▶ _TASK_
Could you copy out the whole description of the planned Stephenson County behavioral healthcare clinic, word for word?

The Rosecrance Stephenson County Outpatient Behavioral Healthcare Clinic will provide evidence-based substance use disorder and mental health treatment in Stephenson County, Illinois. This new outpatient clinic would fill a gap in services by providing access to critical treatment to individuals, regardless of insurance coverage within the Stephenson county residents own community. The project would increase access by removing barriers to promote high quality, effective treatment and recovery services for adults with serious mental illness (SMI), children with serious emotional disturbance (SED), and individuals with Substance Use Disorders (SUD).
Stephenson County Outpatient Behavioral Healthcare Clinic will address community needs and provide treatment options for individuals. In 2019, the FHN Community Health Needs Assessment identified behavioral healthcare as a top priority issue facing the community. This was demonstrated through an increasingly higher level of suicide and more emergency room visits for behavioral health needs. Unfortunately, the suicide rate was significantly higher in Stephenson County than the state, reflecting the need for more behavioral health services. Additionally, HRSA has identified Stephenson County in need of at least 3.41 FTE mental health providers to achieve the target population to practitioner ratio, without even considering the shortage of SUD treatment providers in the County.
Following the closure of many mental health treatment centers in Illinois in recent years, affordable community-based behavioral healthcare is more important than ever. The Rosecrance Stephenson County Outpatient Behavioral Healthcare Clinic will provide high-quality, evidence-based care in a setting that is therapeutic and conducive for healing for mental health and substance abuse patients. The proposed project for this Behavioral Healthcare clinic will be staffed with four clinicians – two mental health clinicians and two substance abuse clinicians. We also plan to provide at least 4 hours of telepsychiatry per week. The clinic would offer both individual and group services targeted to meet individual treatment and recovery needs. The clinic will serve 200 individuals in Year 1 and 200 individuals Year 2 and annually thereafter.

▶ _SUPPLIED MATERIAL_
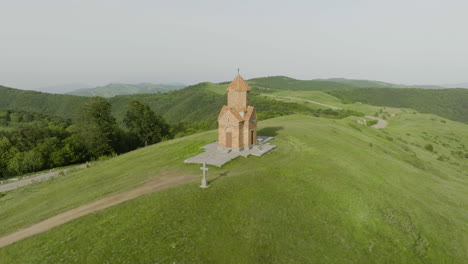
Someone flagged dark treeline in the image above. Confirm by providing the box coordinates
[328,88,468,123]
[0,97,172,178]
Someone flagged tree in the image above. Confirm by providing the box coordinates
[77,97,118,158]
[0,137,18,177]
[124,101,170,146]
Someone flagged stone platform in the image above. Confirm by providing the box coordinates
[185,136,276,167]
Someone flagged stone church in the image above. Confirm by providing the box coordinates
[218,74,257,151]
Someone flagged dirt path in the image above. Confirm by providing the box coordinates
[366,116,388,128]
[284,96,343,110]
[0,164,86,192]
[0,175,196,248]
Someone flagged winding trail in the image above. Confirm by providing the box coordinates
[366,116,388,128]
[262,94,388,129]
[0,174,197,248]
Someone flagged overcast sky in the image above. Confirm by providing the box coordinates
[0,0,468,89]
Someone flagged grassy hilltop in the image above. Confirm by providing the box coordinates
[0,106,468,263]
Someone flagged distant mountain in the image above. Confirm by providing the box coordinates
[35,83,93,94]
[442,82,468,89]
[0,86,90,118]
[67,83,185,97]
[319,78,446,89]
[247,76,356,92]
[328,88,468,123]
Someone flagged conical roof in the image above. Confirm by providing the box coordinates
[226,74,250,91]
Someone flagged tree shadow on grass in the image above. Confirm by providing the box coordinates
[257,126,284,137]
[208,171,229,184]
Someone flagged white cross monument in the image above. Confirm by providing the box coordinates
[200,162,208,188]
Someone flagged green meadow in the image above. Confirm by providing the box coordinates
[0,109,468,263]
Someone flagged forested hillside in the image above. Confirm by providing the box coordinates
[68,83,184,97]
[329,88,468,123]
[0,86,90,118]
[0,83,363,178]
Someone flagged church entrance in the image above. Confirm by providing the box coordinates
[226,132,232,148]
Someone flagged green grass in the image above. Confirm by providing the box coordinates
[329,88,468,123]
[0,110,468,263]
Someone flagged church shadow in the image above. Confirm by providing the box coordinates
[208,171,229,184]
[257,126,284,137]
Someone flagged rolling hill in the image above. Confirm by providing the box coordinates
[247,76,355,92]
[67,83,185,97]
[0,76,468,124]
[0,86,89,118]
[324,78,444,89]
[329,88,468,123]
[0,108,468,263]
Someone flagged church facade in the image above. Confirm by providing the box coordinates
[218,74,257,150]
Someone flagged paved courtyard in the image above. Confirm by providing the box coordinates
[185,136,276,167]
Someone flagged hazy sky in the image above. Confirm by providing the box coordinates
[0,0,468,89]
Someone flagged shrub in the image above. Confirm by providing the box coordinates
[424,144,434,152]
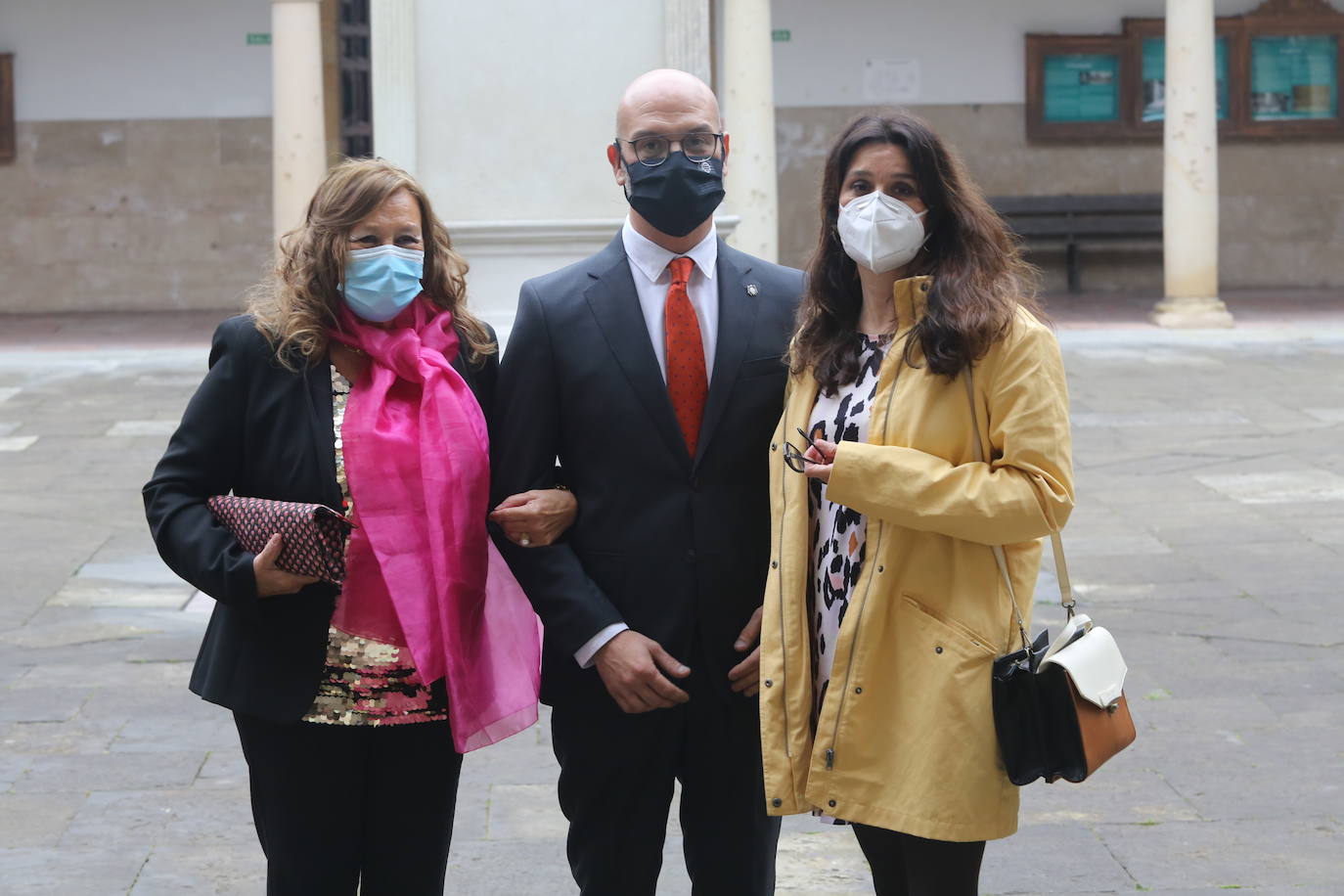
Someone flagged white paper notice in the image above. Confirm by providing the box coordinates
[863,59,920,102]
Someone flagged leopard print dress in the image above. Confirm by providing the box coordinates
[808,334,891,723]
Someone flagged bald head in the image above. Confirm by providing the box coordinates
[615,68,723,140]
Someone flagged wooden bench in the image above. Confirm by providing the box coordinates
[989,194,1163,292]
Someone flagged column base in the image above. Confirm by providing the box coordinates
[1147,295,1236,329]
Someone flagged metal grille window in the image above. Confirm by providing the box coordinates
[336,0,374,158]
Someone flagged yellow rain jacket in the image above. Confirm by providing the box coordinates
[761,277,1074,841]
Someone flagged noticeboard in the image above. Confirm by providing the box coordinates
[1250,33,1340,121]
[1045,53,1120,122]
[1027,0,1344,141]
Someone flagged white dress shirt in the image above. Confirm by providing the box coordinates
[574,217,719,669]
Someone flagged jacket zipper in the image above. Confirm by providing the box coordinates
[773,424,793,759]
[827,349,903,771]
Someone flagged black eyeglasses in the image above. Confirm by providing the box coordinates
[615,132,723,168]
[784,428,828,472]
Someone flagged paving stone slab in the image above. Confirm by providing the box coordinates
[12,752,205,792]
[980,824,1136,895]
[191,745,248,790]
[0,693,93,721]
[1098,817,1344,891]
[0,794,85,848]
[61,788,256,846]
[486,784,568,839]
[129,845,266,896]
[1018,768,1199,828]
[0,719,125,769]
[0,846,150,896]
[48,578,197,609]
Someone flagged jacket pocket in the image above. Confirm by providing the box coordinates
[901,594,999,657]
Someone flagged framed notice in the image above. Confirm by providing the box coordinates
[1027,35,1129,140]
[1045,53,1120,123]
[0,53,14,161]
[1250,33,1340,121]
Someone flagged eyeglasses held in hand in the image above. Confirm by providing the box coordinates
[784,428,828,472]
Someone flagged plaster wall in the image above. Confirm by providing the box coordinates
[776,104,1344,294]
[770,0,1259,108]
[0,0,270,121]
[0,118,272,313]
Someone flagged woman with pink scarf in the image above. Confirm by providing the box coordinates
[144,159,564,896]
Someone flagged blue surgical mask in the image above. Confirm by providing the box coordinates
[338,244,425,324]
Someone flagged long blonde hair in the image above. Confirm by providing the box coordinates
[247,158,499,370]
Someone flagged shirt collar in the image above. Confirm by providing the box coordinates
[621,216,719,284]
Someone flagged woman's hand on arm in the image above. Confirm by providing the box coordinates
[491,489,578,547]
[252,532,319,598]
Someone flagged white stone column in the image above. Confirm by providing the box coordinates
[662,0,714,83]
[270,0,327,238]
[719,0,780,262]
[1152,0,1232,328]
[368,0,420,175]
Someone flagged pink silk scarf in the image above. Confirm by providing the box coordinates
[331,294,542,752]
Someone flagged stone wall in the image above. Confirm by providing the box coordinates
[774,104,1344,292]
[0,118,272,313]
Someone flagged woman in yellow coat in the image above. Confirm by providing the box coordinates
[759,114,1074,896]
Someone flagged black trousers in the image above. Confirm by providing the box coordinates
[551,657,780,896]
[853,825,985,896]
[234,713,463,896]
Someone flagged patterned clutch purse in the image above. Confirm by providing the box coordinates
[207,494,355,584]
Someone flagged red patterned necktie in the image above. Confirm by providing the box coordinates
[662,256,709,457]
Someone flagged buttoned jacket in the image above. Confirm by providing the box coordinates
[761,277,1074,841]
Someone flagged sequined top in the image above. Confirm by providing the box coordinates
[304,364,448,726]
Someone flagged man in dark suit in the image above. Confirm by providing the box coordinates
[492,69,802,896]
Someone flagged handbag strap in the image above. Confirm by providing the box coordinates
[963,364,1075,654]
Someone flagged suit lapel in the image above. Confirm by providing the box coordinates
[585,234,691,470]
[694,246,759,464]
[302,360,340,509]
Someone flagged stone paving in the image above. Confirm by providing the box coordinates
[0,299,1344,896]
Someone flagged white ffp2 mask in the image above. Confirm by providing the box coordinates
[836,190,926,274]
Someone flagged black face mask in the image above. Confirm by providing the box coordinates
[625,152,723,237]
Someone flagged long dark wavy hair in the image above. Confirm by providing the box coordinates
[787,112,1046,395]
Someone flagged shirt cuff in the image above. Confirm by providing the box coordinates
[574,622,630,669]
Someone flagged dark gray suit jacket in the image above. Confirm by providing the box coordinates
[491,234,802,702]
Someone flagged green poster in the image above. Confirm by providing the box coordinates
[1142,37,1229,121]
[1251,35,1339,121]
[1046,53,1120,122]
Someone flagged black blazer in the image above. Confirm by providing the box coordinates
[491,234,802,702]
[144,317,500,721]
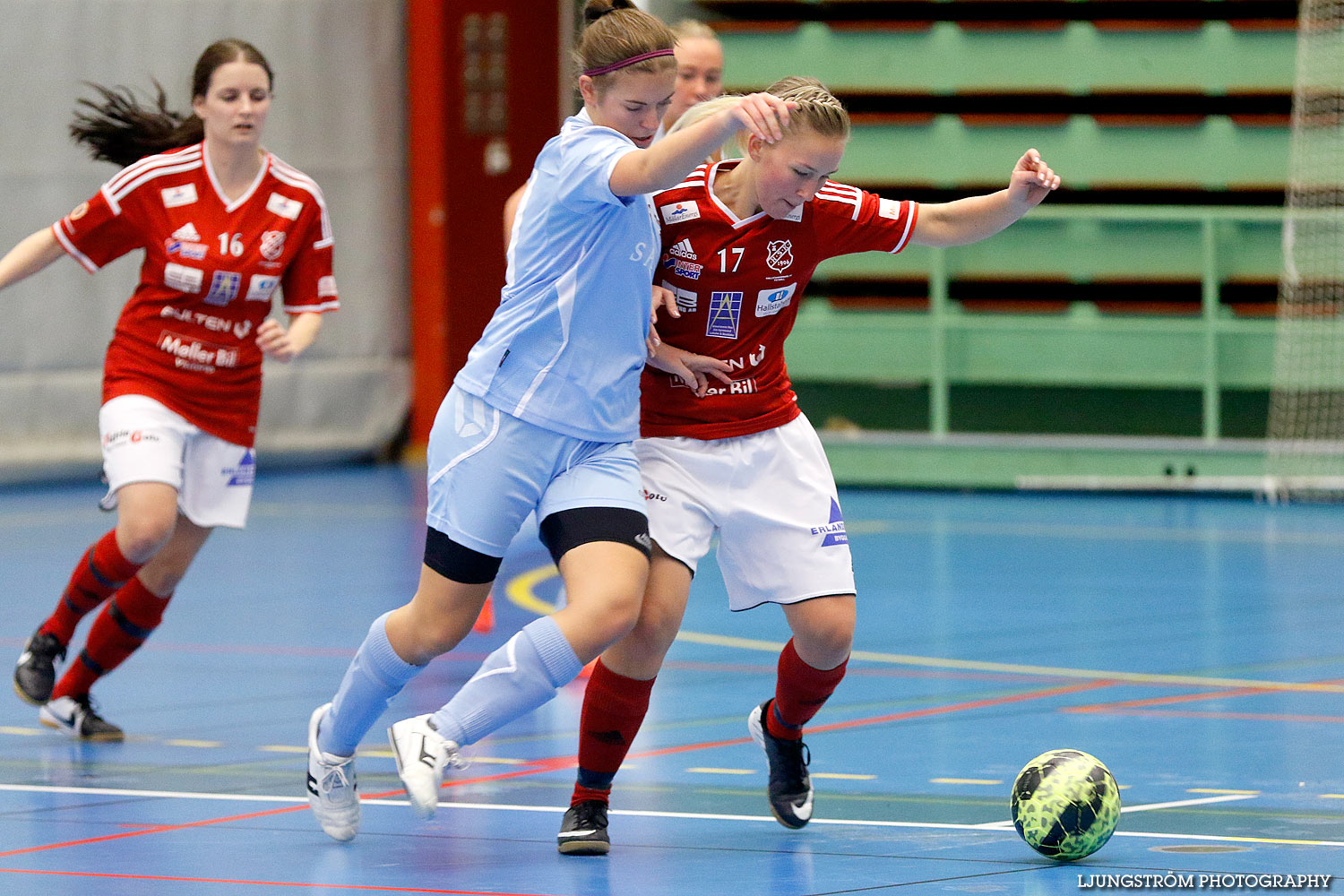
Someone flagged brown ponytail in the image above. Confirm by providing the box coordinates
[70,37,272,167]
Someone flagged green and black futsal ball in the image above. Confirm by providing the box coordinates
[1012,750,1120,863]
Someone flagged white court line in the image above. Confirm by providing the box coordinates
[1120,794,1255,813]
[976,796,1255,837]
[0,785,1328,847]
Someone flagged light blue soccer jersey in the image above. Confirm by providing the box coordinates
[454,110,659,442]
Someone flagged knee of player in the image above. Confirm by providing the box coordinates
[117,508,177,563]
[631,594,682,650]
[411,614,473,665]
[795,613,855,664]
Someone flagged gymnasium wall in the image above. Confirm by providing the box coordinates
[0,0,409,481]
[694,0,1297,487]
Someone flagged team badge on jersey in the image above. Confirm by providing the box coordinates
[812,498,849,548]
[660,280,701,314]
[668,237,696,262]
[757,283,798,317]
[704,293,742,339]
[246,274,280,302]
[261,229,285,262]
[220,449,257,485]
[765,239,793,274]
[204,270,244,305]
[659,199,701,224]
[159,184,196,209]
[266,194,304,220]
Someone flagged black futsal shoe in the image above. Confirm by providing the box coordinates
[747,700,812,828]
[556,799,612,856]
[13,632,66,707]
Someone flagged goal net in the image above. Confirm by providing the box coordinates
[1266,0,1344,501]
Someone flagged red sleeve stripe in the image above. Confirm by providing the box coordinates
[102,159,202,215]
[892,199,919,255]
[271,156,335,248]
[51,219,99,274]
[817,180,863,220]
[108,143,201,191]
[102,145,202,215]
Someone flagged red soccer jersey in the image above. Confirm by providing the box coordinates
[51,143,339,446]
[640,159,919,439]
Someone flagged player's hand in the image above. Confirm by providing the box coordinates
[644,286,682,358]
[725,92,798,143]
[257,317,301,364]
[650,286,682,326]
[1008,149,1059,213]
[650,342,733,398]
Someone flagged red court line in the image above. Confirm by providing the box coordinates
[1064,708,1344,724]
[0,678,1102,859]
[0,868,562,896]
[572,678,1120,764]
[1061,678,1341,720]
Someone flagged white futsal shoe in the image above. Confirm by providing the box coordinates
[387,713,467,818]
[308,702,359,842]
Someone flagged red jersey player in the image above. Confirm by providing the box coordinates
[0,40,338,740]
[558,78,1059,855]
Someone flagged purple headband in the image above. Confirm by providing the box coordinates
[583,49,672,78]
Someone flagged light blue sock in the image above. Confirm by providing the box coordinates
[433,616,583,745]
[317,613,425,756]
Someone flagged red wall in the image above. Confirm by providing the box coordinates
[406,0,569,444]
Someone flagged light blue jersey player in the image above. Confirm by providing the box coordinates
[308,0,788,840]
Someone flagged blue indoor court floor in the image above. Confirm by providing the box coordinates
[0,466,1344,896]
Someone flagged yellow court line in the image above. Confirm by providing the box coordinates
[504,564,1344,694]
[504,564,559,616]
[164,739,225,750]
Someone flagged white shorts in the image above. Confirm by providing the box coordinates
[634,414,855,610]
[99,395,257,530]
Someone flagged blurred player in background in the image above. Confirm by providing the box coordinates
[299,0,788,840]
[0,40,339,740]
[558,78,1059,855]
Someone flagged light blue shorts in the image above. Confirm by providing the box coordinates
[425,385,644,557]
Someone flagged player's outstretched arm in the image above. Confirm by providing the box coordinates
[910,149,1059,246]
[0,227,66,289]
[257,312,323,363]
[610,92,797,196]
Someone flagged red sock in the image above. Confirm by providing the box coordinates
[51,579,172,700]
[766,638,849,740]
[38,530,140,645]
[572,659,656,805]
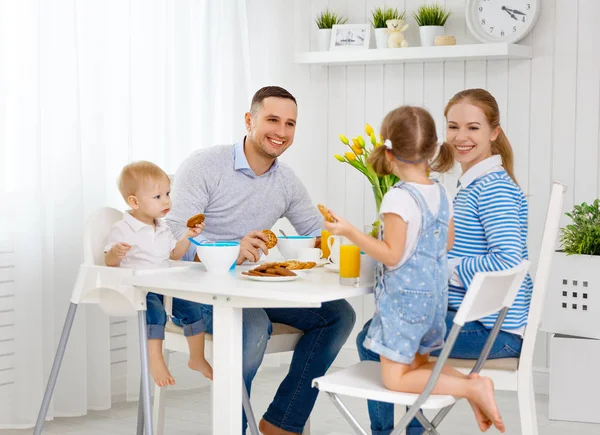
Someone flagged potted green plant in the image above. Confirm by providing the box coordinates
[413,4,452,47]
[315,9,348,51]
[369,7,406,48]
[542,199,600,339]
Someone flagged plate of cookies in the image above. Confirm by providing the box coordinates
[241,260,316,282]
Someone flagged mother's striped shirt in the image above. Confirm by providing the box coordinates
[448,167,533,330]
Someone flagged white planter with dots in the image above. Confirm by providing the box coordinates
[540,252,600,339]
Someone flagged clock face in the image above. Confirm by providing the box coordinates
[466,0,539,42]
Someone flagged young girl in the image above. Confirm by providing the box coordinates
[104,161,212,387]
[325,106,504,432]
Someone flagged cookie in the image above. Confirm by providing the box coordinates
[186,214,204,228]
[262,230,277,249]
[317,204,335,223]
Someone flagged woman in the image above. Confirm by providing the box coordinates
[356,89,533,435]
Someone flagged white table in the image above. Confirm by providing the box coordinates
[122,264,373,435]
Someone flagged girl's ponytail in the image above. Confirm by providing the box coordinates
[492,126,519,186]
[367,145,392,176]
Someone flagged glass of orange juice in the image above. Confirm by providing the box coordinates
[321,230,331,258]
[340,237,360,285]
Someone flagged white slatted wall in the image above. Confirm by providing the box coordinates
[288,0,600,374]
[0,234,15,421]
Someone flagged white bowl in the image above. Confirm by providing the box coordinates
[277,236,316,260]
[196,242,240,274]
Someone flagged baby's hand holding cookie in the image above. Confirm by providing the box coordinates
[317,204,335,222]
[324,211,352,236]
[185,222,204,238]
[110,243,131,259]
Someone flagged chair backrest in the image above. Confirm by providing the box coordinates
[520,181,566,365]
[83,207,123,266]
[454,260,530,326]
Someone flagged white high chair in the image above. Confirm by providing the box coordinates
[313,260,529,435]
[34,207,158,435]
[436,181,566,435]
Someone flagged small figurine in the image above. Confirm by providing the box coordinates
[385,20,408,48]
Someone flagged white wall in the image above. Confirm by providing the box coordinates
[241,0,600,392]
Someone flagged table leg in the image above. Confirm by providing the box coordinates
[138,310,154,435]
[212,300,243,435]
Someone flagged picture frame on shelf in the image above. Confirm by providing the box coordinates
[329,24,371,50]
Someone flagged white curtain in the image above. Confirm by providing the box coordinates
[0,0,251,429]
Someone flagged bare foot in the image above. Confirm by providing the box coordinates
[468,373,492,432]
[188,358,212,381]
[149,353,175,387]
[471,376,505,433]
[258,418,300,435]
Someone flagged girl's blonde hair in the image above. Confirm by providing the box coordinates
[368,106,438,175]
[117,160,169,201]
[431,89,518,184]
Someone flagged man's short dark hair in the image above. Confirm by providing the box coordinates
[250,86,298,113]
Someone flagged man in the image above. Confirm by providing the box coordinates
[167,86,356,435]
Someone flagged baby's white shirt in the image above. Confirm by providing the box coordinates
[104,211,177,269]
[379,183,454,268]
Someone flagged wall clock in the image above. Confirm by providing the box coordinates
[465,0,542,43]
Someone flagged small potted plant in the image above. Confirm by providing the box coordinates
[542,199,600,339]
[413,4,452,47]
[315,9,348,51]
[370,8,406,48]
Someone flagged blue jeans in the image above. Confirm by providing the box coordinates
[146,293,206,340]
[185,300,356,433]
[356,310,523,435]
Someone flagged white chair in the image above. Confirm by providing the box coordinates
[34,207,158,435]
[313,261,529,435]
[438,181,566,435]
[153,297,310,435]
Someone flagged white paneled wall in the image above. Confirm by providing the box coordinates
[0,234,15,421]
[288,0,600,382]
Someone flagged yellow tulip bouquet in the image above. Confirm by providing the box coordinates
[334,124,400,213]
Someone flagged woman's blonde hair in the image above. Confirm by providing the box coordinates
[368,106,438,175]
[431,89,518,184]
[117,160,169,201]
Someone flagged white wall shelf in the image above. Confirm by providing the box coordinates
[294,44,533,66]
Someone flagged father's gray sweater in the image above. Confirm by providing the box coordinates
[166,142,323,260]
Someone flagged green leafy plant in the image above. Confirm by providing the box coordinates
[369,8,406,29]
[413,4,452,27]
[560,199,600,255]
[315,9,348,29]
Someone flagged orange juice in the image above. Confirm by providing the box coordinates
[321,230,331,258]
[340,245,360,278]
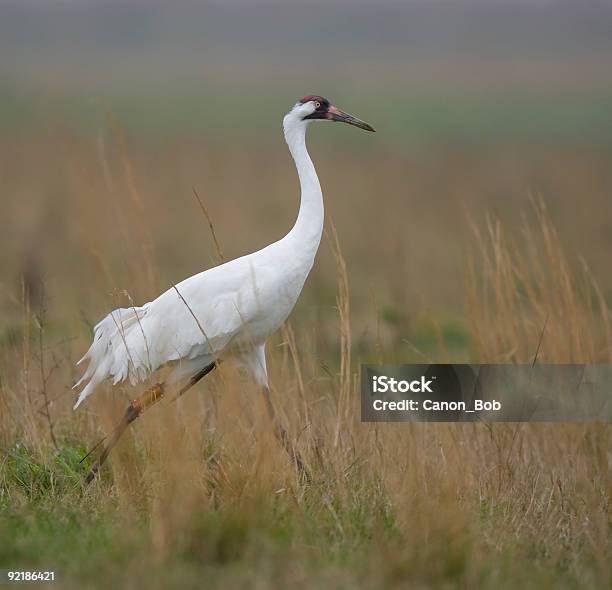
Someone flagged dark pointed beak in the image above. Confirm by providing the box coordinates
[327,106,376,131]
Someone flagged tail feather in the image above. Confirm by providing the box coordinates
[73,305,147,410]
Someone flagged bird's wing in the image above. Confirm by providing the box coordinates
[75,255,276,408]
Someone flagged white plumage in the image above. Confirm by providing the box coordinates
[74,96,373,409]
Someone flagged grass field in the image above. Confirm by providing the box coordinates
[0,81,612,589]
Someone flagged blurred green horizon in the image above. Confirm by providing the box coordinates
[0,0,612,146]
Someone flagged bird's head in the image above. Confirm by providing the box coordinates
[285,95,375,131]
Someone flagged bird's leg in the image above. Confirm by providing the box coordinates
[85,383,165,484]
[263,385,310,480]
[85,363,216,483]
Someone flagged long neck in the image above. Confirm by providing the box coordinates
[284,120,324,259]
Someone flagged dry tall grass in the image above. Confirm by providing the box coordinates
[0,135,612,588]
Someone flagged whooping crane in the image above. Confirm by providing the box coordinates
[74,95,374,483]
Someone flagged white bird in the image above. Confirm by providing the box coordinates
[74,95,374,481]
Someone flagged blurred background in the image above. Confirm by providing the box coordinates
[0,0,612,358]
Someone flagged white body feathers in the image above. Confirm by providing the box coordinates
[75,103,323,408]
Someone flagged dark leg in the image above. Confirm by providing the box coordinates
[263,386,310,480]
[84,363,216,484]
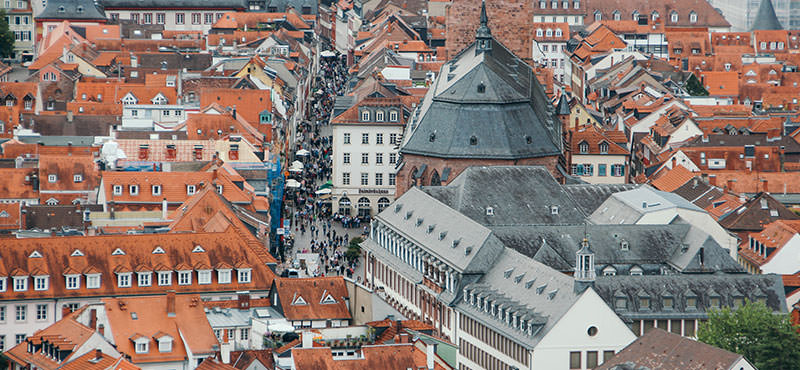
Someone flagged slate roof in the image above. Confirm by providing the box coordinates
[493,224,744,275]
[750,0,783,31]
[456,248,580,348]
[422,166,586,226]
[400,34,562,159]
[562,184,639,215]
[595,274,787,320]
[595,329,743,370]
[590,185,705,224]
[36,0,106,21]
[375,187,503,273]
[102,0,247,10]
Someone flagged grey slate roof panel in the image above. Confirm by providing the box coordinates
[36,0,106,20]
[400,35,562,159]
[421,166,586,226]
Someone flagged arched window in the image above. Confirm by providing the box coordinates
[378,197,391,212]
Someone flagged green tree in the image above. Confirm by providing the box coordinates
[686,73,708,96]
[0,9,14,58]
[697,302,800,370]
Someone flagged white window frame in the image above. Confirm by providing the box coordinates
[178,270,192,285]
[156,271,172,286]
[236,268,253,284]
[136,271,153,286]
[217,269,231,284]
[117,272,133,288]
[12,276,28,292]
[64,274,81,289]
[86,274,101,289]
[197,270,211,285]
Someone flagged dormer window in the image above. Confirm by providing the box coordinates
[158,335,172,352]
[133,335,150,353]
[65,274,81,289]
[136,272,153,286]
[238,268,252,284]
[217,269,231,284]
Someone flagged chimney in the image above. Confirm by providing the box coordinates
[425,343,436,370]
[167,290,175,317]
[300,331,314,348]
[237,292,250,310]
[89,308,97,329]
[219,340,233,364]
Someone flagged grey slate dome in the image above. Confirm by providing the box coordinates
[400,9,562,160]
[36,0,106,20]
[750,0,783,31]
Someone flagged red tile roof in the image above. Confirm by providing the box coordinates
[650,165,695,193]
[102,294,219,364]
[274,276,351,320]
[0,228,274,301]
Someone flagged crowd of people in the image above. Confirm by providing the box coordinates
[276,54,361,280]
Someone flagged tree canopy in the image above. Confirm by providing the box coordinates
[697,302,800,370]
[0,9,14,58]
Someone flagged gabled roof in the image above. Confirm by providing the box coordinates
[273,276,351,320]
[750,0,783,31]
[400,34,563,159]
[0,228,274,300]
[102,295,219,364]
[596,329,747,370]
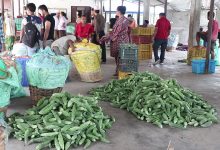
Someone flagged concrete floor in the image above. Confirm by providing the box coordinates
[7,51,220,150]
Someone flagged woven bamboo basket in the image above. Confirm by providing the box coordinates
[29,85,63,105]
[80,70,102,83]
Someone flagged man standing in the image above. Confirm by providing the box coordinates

▶ _SOLUTION TO THIS EXERCISE_
The Rosecrance Stephenson County Outpatient Behavioral Healthcare Clinic will provide evidence-based substance use disorder and mental health treatment in Stephenson County, Illinois. This new outpatient clinic would fill a gap in services by providing access to critical treatment to individuals, regardless of insurance coverage within the Stephenson county residents own community. The project would increase access by removing barriers to promote high quality, effective treatment and recovery services for adults with serious mental illness (SMI), children with serious emotional disturbance (SED), and individuals with Substance Use Disorders (SUD).
Stephenson County Outpatient Behavioral Healthcare Clinic will address community needs and provide treatment options for individuals. In 2019, the FHN Community Health Needs Assessment identified behavioral healthcare as a top priority issue facing the community. This was demonstrated through an increasingly higher level of suicide and more emergency room visits for behavioral health needs. Unfortunately, the suicide rate was significantly higher in Stephenson County than the state, reflecting the need for more behavioral health services. Additionally, HRSA has identified Stephenson County in need of at least 3.41 FTE mental health providers to achieve the target population to practitioner ratio, without even considering the shortage of SUD treatment providers in the County.
Following the closure of many mental health treatment centers in Illinois in recent years, affordable community-based behavioral healthcare is more important than ever. The Rosecrance Stephenson County Outpatient Behavioral Healthcare Clinic will provide high-quality, evidence-based care in a setting that is therapeutic and conducive for healing for mental health and substance abuse patients. The proposed project for this Behavioral Healthcare clinic will be staffed with four clinicians – two mental health clinicians and two substance abuse clinicians. We also plan to provide at least 4 hours of telepsychiatry per week. The clinic would offer both individual and group services targeted to meet individual treatment and recovery needs. The clinic will serve 200 individuals in Year 1 and 200 individuals Year 2 and annually thereafter.